___ Material provided ___

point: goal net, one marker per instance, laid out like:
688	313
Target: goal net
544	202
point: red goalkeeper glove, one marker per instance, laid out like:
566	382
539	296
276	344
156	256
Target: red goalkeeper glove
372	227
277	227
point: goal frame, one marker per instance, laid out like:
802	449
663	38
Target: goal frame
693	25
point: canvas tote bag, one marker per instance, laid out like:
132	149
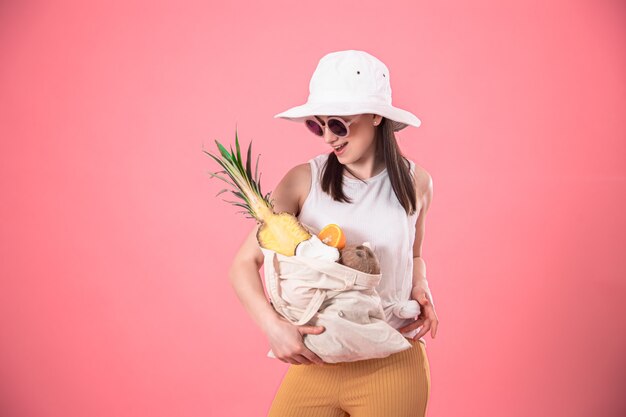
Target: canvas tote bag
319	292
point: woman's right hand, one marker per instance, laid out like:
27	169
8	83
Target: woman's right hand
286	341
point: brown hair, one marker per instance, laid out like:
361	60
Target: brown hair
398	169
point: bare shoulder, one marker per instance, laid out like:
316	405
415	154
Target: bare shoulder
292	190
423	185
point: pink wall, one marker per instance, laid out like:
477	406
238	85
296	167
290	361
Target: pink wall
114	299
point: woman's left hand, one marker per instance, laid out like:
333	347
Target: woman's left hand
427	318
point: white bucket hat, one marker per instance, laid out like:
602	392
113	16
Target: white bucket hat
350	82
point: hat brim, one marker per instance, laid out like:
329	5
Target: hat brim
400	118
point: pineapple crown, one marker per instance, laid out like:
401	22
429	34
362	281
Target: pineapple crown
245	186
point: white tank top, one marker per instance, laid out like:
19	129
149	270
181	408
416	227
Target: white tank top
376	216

___
___ Material provided ___

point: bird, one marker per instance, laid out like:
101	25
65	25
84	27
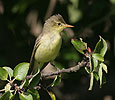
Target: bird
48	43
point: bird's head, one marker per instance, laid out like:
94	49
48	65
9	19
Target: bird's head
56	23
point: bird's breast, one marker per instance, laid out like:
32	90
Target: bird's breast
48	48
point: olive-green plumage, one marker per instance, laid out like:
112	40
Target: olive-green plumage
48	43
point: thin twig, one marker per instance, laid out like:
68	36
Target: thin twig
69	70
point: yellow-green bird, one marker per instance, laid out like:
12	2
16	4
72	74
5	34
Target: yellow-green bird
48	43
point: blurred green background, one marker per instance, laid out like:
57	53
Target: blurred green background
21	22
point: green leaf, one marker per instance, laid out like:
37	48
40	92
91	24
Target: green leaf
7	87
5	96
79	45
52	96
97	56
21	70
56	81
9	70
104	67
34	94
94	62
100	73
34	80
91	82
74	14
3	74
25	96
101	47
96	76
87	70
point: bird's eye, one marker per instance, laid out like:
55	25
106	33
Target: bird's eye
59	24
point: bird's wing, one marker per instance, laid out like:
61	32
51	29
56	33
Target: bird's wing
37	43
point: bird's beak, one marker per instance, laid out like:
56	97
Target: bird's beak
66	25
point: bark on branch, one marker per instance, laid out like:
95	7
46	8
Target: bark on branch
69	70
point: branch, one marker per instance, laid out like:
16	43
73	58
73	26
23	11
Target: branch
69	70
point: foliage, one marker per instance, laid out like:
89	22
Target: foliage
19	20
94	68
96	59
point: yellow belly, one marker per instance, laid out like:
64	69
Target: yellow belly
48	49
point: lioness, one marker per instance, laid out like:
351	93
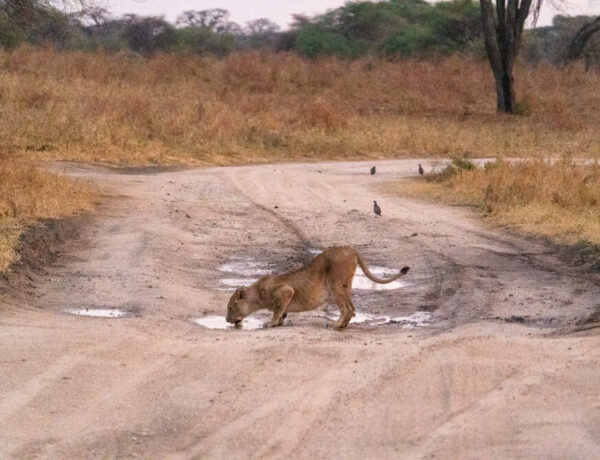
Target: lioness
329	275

___

[What the task requires] Please show each line of the entries above that contains the word "left".

[Reply]
point: woman's left hand, one marker per instance, laid out like:
Target: woman's left hand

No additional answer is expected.